_Problem_
Only the lines from the one with "Expected behaviour: for every instance of the woman's neck, pick" onward are wanted, through the last line of the entries, set down exactly.

[Natural language region descriptions]
_ _ _ _ _ _ _

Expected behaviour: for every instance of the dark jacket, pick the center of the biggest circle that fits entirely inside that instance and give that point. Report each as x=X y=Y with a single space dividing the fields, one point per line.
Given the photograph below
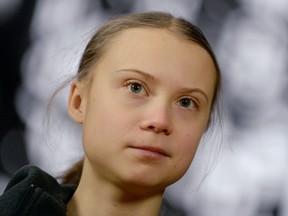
x=33 y=192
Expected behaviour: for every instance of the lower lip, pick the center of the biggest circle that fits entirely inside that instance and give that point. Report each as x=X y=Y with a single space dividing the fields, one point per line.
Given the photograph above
x=148 y=154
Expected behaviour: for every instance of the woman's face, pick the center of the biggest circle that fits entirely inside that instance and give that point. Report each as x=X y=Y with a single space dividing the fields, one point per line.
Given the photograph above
x=146 y=108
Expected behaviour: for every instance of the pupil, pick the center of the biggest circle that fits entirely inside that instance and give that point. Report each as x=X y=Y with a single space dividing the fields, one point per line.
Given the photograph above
x=136 y=88
x=185 y=102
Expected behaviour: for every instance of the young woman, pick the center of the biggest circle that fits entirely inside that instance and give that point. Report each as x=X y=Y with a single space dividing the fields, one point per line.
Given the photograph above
x=145 y=92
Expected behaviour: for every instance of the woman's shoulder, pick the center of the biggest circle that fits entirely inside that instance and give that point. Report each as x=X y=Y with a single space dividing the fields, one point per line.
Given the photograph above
x=31 y=191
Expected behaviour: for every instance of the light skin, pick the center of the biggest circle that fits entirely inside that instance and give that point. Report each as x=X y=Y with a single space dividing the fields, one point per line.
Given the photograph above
x=144 y=108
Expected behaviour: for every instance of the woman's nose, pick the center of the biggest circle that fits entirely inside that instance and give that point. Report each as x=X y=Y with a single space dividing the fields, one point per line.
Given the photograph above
x=157 y=120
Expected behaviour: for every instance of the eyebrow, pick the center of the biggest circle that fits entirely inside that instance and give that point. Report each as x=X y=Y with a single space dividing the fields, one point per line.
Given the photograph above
x=142 y=73
x=151 y=77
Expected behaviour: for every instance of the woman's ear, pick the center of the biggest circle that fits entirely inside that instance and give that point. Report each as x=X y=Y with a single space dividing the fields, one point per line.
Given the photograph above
x=76 y=102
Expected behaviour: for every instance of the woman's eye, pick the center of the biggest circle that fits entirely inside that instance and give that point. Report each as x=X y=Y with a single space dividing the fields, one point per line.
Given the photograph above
x=136 y=88
x=187 y=103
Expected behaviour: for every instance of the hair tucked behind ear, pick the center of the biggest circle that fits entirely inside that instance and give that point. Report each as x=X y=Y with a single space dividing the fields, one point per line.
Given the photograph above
x=98 y=45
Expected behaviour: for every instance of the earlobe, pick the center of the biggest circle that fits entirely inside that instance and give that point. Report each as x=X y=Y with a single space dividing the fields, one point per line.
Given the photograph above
x=75 y=103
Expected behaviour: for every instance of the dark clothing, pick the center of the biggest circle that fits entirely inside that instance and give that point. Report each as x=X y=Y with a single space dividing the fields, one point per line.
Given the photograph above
x=33 y=192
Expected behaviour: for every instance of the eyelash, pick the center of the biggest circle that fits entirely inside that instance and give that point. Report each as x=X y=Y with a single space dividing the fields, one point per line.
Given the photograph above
x=128 y=84
x=192 y=101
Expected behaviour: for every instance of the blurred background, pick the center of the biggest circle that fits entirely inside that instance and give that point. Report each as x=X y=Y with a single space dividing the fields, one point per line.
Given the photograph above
x=40 y=46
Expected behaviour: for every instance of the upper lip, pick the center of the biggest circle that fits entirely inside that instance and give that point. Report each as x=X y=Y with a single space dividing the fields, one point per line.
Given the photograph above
x=153 y=149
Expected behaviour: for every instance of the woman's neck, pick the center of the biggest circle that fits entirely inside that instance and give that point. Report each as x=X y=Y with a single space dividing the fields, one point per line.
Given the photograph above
x=94 y=197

_ _ _ _ _ _ _

_Your response_
Expected behaviour: for every instance of the woman's neck, pick the center of the biggest circle that fits entirely inside that instance and give that point. Report each as x=X y=Y with a single space dividing the fields, one point per line.
Given the photograph above
x=94 y=197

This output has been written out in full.